#### Stated task
Find "pair like [86,13]." in the data below; transcribe the line it appears on and each line after it, exactly, to the end, and nothing else.

#### Data lines
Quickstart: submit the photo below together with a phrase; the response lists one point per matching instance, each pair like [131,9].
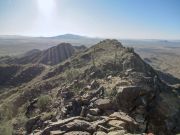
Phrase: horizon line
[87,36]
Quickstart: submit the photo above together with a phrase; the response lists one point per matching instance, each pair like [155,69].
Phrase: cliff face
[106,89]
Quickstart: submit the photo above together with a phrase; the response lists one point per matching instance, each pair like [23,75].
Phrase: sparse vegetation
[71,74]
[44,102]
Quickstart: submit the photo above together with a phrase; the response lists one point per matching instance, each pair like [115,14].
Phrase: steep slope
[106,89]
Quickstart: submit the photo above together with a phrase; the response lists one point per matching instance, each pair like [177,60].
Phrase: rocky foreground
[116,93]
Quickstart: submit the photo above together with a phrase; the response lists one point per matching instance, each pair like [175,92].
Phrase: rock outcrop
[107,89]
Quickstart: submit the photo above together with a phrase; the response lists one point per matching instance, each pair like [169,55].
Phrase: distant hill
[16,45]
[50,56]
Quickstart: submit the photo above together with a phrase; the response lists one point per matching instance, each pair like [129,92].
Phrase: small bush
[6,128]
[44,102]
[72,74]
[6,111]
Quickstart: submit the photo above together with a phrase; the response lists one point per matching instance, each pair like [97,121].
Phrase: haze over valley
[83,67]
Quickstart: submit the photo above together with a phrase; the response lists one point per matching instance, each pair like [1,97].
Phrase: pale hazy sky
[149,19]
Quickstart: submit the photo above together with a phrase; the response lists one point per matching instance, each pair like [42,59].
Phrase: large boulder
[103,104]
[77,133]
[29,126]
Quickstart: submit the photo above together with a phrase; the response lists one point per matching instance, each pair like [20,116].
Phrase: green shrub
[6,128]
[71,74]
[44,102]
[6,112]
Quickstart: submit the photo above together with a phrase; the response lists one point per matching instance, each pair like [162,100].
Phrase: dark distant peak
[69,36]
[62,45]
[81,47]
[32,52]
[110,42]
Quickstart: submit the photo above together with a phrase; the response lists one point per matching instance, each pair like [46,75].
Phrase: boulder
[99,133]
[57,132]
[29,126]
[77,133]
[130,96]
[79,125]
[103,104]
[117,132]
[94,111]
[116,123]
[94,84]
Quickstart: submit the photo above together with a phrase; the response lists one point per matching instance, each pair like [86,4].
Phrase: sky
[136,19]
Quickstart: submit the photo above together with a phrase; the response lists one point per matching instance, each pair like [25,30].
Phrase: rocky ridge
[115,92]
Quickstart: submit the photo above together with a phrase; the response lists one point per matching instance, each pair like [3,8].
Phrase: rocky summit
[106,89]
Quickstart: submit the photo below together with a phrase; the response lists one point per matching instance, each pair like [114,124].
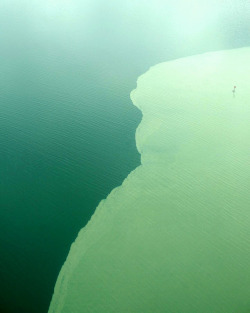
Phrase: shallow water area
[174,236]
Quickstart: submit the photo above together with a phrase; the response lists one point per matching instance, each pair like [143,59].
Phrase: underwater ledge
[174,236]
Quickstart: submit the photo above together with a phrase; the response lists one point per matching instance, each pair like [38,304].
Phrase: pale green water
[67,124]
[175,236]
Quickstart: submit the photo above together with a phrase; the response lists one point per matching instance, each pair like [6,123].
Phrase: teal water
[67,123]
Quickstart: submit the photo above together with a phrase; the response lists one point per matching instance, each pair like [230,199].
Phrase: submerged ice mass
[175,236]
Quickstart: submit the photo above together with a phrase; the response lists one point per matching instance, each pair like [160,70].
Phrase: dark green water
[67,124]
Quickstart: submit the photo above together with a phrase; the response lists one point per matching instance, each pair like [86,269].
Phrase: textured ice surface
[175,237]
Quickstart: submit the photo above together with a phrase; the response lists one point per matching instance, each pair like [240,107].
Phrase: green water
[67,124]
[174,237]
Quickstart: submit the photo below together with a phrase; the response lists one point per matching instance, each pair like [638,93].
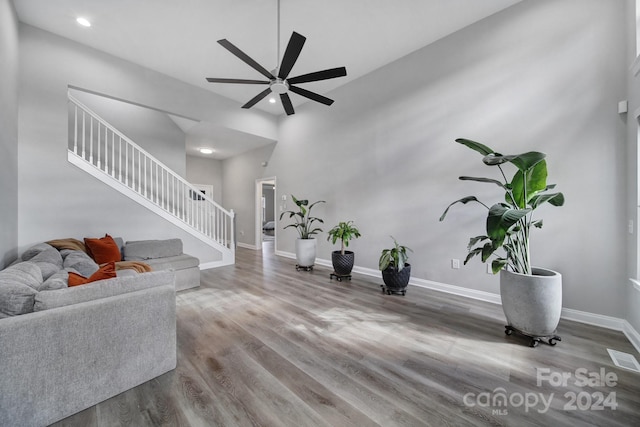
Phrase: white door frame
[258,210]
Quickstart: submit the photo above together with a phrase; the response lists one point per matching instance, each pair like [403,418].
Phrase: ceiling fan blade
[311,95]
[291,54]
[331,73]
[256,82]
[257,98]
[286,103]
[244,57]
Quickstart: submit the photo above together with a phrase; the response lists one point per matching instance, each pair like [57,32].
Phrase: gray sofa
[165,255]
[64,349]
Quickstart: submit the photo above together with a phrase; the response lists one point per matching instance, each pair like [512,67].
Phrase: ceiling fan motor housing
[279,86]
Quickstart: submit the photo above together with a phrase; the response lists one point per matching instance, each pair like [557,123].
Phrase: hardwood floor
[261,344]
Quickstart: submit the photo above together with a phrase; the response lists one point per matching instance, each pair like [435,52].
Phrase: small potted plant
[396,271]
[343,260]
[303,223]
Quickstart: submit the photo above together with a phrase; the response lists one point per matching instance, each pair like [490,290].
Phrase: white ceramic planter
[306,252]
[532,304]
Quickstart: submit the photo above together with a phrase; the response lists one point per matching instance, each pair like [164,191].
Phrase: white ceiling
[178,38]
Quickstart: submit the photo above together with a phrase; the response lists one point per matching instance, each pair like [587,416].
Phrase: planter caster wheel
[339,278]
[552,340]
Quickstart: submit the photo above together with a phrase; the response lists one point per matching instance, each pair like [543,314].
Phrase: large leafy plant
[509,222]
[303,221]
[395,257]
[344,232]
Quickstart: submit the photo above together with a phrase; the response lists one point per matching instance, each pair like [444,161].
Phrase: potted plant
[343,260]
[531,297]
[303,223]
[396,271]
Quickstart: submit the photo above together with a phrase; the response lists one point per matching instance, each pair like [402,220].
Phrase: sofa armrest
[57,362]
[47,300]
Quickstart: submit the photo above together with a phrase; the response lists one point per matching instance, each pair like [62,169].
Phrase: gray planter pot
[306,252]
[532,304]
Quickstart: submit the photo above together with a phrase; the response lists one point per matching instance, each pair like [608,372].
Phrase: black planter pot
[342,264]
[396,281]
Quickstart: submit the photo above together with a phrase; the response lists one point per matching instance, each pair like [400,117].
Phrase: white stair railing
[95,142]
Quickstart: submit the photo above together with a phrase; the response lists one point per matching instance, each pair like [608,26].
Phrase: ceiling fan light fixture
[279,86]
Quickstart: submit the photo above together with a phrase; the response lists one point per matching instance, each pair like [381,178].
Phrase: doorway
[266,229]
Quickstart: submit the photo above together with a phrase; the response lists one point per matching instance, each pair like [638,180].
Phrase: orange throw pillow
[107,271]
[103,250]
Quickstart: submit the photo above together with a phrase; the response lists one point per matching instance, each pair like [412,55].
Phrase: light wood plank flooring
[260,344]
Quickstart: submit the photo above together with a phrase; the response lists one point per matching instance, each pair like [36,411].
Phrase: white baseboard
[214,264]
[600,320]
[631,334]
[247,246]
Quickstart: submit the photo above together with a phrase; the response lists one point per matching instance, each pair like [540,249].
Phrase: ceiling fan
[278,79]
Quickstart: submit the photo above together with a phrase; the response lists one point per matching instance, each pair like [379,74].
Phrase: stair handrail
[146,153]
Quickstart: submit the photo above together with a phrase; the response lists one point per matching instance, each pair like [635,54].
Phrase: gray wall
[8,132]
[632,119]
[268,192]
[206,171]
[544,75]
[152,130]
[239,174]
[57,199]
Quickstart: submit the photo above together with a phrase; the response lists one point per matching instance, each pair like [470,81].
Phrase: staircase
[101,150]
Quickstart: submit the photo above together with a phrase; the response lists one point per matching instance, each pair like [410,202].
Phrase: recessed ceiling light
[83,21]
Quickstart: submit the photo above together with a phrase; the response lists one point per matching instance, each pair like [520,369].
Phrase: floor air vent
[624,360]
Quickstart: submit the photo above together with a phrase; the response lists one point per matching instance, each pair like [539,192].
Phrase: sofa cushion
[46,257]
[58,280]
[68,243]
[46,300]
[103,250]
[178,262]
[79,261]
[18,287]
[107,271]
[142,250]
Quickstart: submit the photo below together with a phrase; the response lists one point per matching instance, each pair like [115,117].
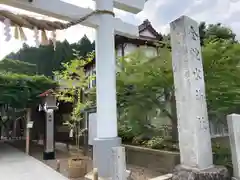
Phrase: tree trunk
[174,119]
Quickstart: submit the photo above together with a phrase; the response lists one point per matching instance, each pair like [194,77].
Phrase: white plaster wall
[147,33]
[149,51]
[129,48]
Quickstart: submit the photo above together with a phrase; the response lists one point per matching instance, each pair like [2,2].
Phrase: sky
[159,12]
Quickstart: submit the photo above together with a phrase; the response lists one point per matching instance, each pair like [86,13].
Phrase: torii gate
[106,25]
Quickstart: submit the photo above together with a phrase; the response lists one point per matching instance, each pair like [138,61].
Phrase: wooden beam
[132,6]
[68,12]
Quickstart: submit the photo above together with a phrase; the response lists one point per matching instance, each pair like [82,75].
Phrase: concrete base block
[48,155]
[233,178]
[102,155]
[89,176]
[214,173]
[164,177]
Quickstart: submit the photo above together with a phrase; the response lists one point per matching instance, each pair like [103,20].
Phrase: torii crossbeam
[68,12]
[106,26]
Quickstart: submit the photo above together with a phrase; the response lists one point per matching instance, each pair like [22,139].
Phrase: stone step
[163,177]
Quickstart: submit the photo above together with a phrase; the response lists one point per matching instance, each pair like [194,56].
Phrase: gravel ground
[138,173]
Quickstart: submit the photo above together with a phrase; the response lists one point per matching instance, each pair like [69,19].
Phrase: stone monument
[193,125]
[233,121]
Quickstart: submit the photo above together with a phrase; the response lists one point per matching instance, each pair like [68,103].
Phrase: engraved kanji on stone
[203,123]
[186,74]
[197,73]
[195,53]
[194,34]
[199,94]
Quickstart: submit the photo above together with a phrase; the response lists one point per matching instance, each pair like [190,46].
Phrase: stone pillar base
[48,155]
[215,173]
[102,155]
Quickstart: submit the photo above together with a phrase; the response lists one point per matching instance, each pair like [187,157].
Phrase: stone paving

#### Task output
Quickstart: submit the photo above together with a phrase; the response lists one point per matching instance, each pair like [86,13].
Phrase: torii gate
[106,25]
Quickstart: submit the photo above together with a phrase; the response lists one point per matching instance, each pair like [138,61].
Phrase: wooden beam
[132,6]
[68,12]
Quickstart: submit the photo above together with a phrase; the response lists one point per matching instance, each pair like [82,75].
Phrase: concrete base block
[48,155]
[233,178]
[102,155]
[89,176]
[214,173]
[164,177]
Quickstart: submit the photo above together with a phrase; the response lists one point per matching instance, each pair like [103,20].
Phrase: torii crossbeam
[68,12]
[106,26]
Quickstart: submit the photo above together with a phrase; the response lists one point per matching instance, each pair like [22,139].
Phrase: stone step
[163,177]
Quickstart: submit the photo above together with a phrase; the response lists one point per matching instance, each pair like [194,56].
Phrase: gravel ground
[138,173]
Quickstart: submit the photo above together with a phrase; the response lists one point per matching instance, each pair like [69,19].
Phrase: stone monument
[193,125]
[233,121]
Quickstart: submit the photo above together with a phrase; the response lists one point per matching instance, each pair like [68,103].
Phrase: engraved kanji on stone
[203,123]
[186,74]
[197,73]
[195,53]
[194,34]
[199,94]
Quickstart: submit the photo above together with a phrase; the response lists one point per matching instance, each pair like [190,46].
Phrase: stone pillar base
[48,155]
[215,173]
[102,155]
Quickstart: submit the photo above together with a phrase; the response lists one point per matching instance, each pair like [187,157].
Phrase: stone paving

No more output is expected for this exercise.